== TEXT SHOWN

Also not commemorated among the military heroes in this Cathedral, but a war hero nevertheless, is my illustrious predecessor Frederick Waldegrave Head, the Seventh Dean and also concurrently the Archbishop of Melbourne. The Senior Tutor and Chaplain of Emmanuel College Cambridge when the Great War broke out, Head considered joining up as an Army Chaplain but swiftly rejected the idea: at 41 he felt too old to serve in the forces, so joined as one of the Chaplains attached to the YMCA providing pastoral care to servicemen behind the lines in France in 1915 instead. A year later, he was commissioned as an officer and chaplain with the Second Guards’ Brigade, and soon became a senior chaplain to the entire Brigade. In an interview on his appointment as Archbishop and Dean Head reflected on his experience at the front of the ‘blood-soaked line from the Vosges to the Channel’: it was his sheer hard work that enabled him to cope with the terror of ministering to an endless stream of injured and dying soldiers, comforting, as best as he could, those who had come to the end of their lives, or those who were, once more, thrown into the fray. The war disturbed, but did not break him, Archbishop Head reflected, and would say no further to the Melbourne press on the matter. The fact that he was awarded a Military Cross in 1917, and had a bar added in the final year of the Great War are external testament to his heroism (Table Talk, Thursday 23 January 1930). A heroism borne, again, not out of strength or abundance, but once more out of a desire to ‘put in everything he had’ for his beliefs.

====
== INPUT DATA

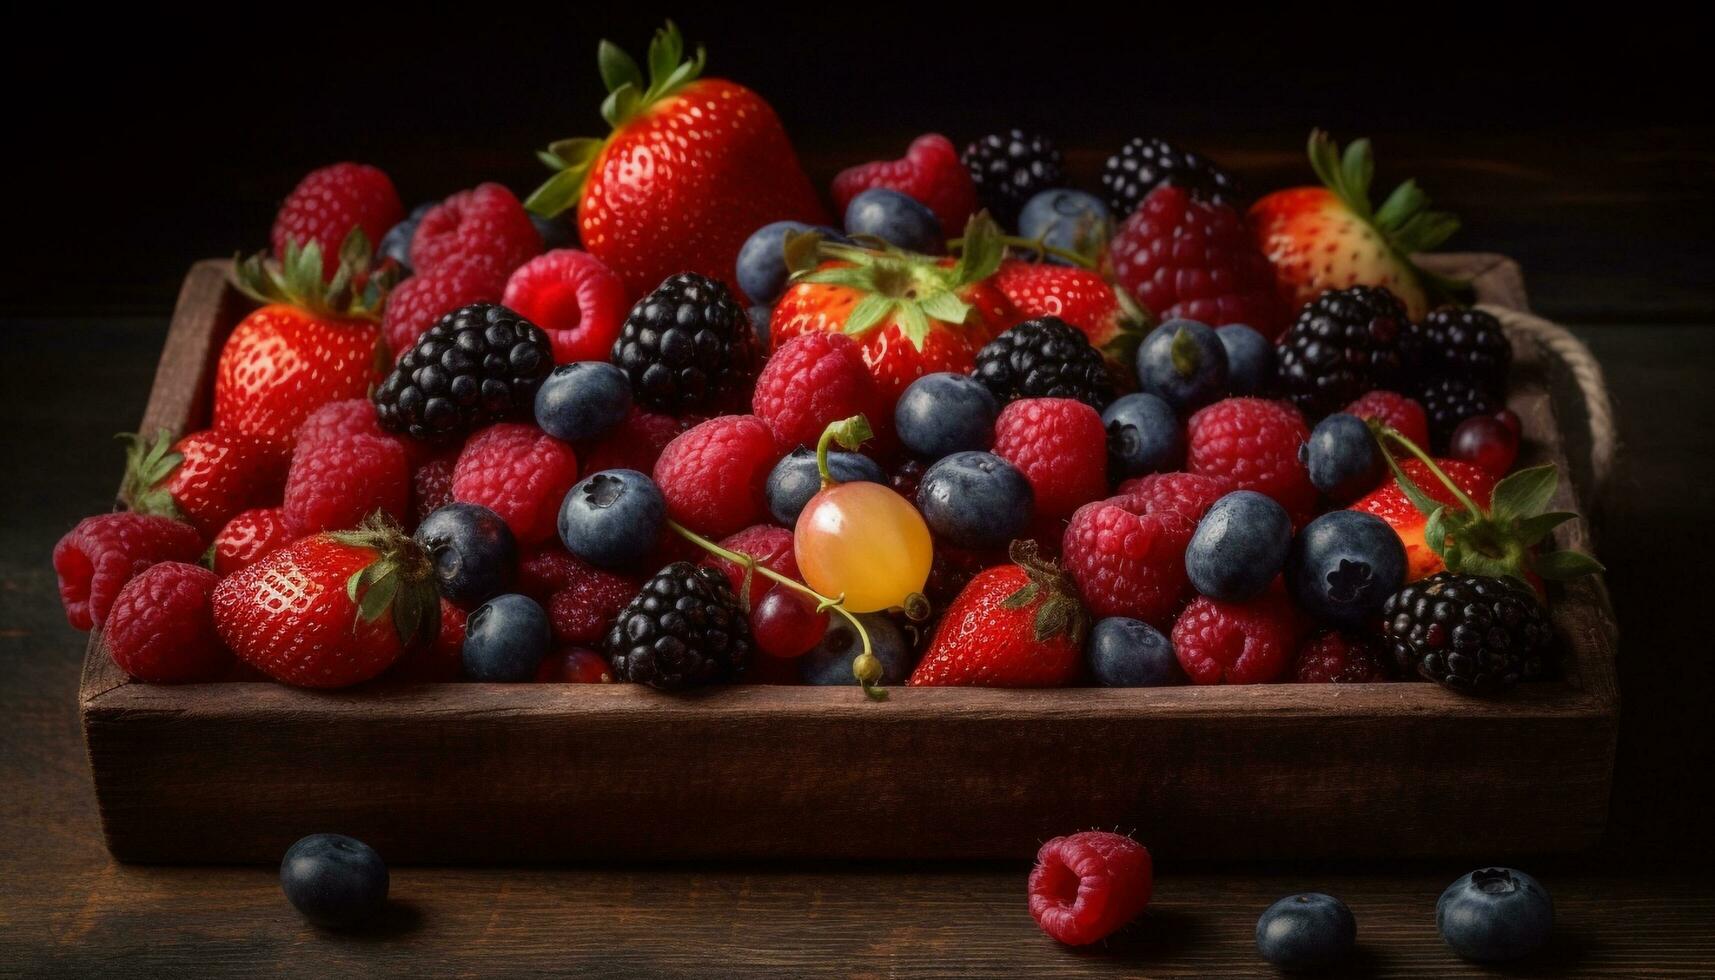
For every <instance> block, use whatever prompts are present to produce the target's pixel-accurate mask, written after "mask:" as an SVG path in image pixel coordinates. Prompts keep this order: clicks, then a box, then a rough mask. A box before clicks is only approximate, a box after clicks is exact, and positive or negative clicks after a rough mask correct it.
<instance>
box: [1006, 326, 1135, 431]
mask: <svg viewBox="0 0 1715 980" xmlns="http://www.w3.org/2000/svg"><path fill="white" fill-rule="evenodd" d="M972 376H974V378H976V379H978V381H981V383H983V386H984V388H988V390H990V391H993V393H995V398H998V400H1000V402H1002V403H1003V405H1005V403H1007V402H1017V400H1019V398H1077V400H1079V402H1084V403H1086V405H1089V407H1091V408H1094V410H1098V412H1101V410H1103V408H1106V407H1108V402H1113V378H1111V376H1110V374H1108V362H1106V360H1103V357H1101V354H1099V352H1098V350H1096V348H1094V347H1091V345H1089V338H1087V336H1084V331H1080V330H1079V328H1075V326H1072V324H1068V323H1067V321H1063V319H1060V318H1058V316H1043V318H1038V319H1027V321H1024V323H1020V324H1017V326H1014V328H1012V330H1008V331H1005V333H1002V335H1000V336H996V338H995V340H990V342H988V343H984V345H983V350H979V352H978V355H976V369H974V371H972Z"/></svg>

====

# WHAT THIS TASK INVOLVES
Resume the passage about Dean Frederick Waldegrave Head from where it stops. The lines play no part in what comes next.

# RESULT OF THIS TASK
Confirmed in their belief to ‘put in everything they had’ in times of great conflict both Sister Kiddle and Archbishop Head continued their work for those most in need. Sister Kiddle continued nursing in Melbourne, even after she married one of the officers whose life she saved in the final stages of the war: the fellow-Victorian Lieutenant Hugh Hanna MC. Kiddle ran first aid and home nursing programs in order to enable others to extend, in times of peace but relative poverty in the post-War years, the care that enabled her save lives through her heroic service. Likewise, it was the experience of the bloodshed and destruction of the Great War, his own experience of having given out of his poverty, that led Archbishop Head to set up programs to promote greater social justice in Melbourne: he was one of the first church leaders to visit, and seriously engage, with those living in what was then the ‘Broadmeadows Camp for the Unemployed’, praying with those suffering from the effects of the Great Depression, and preparing them for confirmation (The Argus, Wednesday 29 April 1931). His advocacy for those in need was ceaseless: he invited the Brotherhood of St Laurence to move to the diocese, and establish their first social outreach programs in what then were the slums of Fitzroy, in St Mark’s parish.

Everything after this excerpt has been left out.